*Required task 1*
Do these statements agree with the message about internationalized domain names? For each, answer yes or no and quote the words from the message that decide it. (a) Dan Oscarsson notes that IMAP uses UTF-7. (b) James Seng suggests that Dan write a proposal for IDN in UTF-8. (c) Dan Oscarsson considers encoding UTF-8 into ascii a sensible use of bandwidth.

*Text*
⟨

[Date Prev][Date Next][Thread Prev][Thread Next][Date Index][Thread Index]

Re: [idn] Re: An idn protocol for consideration in making the requirements



Hi Dan,

While this is really out of topic for the moment, it is really pointless to
flame other people proposal because your own personal belief of "how things
must be done". To be more constructive and proactive, I would suggest you try
writing a proposal for IDN in UTF-8 instead.

In this way, the WG focus on discuss the merits of each proposal and not
spending its time shooting down proposals after proposals. It would be very
disappointed if the WG end up saying "all proposal are no go". :(

But before we go that far, I think we have some milestone we need to meet.
Lets stay on track. *cheers* :-)

-James Seng

Dan Oscarsson wrote:
> 
> >
> >At 02:01 PM 2/1/00 +0100, Dan Oscarsson wrote:
> >>I see it as very important that we do NOT allow the solution to
> >>be encoded in ASCII! It is time everybody learns to deal with the
> >>problems of having more then the ascii subset.
> >
> >Since we are discussing requirements, could you state your reason for this?
> >What is the strong advantage of having a non-ASCII *encoding* for
> >internationalized names on the wire as long as the rest of the requirements
> >are met?
> >
> >Personally, I believe that if we come up with a compatible encoding for the
> >full set of internationalized characters, the software industry will rush
> >to make input and display mechanisms for the encoding. The desire for
> >internationalization is just too strong for them to ignore it.
> 
> Just look at MIME in e-mail. There we got ASCII encoding of everything.
> quoted-printable, base64. After so many years with MIME many tools
> do still display the transport encoding and store e-mail in transport
> encoding instead of in a user friendly way. I still quite often have to
> read quotable-printable as software cannot handle internationalisation
> or localisation.
> 
> I also do not want every protocol to define their own encoding of
> non-ascii. E-mail using quoted-printable and any number of character
> sets. IMAP using UTF-7. DNS using some UTF-5 or other complex encoding.
> I want all protocols for transport to use the same encoding of
> international characters. Then I can reuse my software to encode/decode
> the transport format in all my programs.
> As of today I can see only one good choice that can be accepted by
> many people: UCS encoded using UTF-8. It is ascii compatible and fairely
> compact. To then encode UTF-8 into ascii so that no value over 127
> exists in a byte is a unnecessary waste of bandwidth and resources.
> To choose some format that encodes everything in a-z just so that people
> with software that can only display ascii is not a good reason. Even
> they have to learn to handle at least 8-bit byte values.

⟩

*Given entries*
⟨

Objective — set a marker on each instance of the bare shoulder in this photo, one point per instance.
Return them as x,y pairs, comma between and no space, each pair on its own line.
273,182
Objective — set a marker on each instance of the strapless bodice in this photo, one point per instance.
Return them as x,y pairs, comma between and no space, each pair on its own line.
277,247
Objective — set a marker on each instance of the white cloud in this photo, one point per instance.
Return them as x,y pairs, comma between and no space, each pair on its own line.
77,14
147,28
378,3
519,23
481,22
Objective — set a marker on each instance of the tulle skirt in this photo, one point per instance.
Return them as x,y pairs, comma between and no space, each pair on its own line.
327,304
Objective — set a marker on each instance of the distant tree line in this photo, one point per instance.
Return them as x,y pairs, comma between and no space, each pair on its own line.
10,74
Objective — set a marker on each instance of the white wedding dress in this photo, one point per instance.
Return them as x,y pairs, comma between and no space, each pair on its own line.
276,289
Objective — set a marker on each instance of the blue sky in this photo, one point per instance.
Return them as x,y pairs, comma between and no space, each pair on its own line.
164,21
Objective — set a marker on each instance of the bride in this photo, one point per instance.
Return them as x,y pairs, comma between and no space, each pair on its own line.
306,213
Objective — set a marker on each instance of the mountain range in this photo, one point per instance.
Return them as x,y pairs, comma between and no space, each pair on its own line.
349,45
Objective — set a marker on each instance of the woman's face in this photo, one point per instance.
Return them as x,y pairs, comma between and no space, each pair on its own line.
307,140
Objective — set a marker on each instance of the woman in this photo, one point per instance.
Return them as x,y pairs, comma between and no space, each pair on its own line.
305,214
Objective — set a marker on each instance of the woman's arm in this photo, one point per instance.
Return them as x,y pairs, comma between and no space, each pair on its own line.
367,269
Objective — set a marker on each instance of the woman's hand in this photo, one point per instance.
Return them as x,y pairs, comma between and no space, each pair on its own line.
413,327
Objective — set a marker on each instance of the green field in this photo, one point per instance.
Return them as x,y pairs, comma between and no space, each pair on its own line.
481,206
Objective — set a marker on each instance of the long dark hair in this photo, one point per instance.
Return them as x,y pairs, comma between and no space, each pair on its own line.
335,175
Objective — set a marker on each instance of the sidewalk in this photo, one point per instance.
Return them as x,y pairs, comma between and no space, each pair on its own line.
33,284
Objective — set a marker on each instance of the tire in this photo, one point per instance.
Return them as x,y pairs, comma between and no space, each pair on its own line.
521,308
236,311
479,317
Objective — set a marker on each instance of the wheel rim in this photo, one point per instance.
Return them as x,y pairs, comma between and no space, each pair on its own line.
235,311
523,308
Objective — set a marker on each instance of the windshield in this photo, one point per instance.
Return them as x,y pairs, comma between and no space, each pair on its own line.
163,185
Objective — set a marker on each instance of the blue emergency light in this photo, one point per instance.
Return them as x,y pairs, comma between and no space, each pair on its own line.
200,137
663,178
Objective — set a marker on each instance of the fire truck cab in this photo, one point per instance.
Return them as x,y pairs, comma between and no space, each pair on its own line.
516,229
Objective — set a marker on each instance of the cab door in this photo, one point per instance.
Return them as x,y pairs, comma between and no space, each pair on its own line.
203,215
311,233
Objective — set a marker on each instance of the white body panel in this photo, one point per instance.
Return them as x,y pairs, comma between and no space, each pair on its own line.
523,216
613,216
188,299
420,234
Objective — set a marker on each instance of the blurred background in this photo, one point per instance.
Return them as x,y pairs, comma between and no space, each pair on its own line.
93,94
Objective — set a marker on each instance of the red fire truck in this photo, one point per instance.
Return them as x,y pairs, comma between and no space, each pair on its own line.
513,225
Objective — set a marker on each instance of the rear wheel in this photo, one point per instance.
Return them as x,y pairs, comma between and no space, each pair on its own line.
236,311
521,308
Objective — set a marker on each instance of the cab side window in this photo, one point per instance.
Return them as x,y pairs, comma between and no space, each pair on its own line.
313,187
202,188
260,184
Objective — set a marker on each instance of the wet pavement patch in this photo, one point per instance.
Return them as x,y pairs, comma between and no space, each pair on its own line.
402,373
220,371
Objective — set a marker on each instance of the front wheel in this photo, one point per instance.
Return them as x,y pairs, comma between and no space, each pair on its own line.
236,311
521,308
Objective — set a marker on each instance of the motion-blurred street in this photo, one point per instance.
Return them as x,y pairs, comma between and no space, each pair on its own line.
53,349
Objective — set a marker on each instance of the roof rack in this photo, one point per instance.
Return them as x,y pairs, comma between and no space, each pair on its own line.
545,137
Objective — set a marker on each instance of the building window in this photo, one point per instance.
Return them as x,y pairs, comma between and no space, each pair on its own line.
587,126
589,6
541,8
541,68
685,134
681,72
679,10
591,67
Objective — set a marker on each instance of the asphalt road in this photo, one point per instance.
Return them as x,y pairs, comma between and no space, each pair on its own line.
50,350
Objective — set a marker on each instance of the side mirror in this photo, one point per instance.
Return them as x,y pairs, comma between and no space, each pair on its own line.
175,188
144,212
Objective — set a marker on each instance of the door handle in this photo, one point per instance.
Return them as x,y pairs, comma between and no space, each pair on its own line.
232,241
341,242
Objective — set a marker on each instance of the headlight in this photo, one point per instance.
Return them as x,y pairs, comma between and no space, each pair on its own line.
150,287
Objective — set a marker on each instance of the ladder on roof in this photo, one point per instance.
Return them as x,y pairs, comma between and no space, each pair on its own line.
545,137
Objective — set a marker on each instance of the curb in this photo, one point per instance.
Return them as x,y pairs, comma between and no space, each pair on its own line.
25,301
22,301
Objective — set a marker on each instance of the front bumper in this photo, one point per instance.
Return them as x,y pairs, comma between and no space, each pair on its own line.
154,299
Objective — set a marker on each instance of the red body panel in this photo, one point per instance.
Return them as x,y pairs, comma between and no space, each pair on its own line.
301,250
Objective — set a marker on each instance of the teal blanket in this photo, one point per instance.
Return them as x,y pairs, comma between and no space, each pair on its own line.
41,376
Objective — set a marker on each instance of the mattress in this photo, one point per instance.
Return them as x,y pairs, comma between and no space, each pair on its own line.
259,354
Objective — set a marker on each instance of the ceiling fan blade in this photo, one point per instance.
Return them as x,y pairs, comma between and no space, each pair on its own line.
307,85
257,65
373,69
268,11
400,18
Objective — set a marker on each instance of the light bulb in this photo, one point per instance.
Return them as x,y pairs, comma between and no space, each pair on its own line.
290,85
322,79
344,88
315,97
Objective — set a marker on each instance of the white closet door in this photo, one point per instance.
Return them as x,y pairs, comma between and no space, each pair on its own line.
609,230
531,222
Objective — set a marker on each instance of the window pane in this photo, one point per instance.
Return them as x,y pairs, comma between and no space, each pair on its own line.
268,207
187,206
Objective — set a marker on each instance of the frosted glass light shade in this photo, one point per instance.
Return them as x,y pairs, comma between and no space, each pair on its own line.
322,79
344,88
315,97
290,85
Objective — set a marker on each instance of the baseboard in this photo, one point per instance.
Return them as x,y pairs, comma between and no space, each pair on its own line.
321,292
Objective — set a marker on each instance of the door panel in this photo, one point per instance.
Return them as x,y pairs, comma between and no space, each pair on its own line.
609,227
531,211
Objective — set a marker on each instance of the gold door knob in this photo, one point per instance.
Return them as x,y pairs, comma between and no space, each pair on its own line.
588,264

⟩

*Required task 2*
Can you reproduce the entries verbatim, starting at the line that contains "Objective — set a marker on each instance of the gold" and stopping after the last line of the entries?

*Exercise answer 1*
(a) Yes: "IMAP using UTF-7."
(b) Yes: "I would suggest you try writing a proposal for IDN in UTF-8 instead."
(c) No: "is a unnecessary waste of bandwidth and resources."

*Exercise answer 2*
Objective — set a marker on each instance of the gold door knob in this photo, one point per instance.
Return them as x,y pairs, comma between and no space, each pair on its own line.
588,264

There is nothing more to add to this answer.